▶ **Detalhes da tarefa**: Prossiga com o texto sobre a frase a respeito do pudor feminino publicada no Facebook, começando logo depois da última frase apresentada.

Uma vez eu disse uma frase no meu Facebook que ajudou a piorar minha fama. Na verdade era a pura expressão de uma percepção que eu tinha de mim mesmo, e não dos outros. Mesmo assim, levei paulada. A frase era até bem simples: “De todas as virtudes de uma mulher a que mais me atrai é o pudor“.

Evidentemente eu falava de uma perspectiva subjetiva e bem pessoal, mas algumas preferiram tomar isso como uma afirmação prescritiva e, como de hábito, choveram afirmações redundantes como “a mulher se veste como quiser”, ou as previsíveis “mulher se veste para si e não para os outros”. É óbvio que se veste como quiser; hoje em dia quem ousaria questionar esse direito? Também é certo  que se veste para si mesma, mas sempre em função do olhar do outro.

▶ **Dados fornecidos**:
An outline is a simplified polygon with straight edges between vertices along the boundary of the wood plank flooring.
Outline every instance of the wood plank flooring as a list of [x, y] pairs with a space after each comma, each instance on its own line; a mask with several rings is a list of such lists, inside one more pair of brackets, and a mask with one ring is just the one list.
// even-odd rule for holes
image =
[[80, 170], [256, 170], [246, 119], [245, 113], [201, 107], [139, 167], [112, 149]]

▶ **Campo de resposta**:
Apesar das contrariedades, mantive o que disse até porque não se tratava de uma “opinião”, mas de um sentimento, absolutamente pessoal, que fala de mim e não das mulheres. Também não acredito que haja uma maneira “correta” ou justa de se vestir, e esta liberdade vai desde o nu total à roupa de uma marquesa francesa do século XVII. Não faço mais julgamentos sobre a forma como os outros se cobrem.

Entretanto, o pudor é o mistério que sussurra. Ele provoca e instiga ao invés de oferecer sem luta. Produz uma mobilização interna que vai além do olho, e se acomoda nos porões obscuros de nossa imaginação. Por isso casei com a mais recatada das mulheres, a mais reservada e cuja alma, ainda hoje, guarda segredos a serem perseguidos. E acreditem, o pudor foi o gatilho.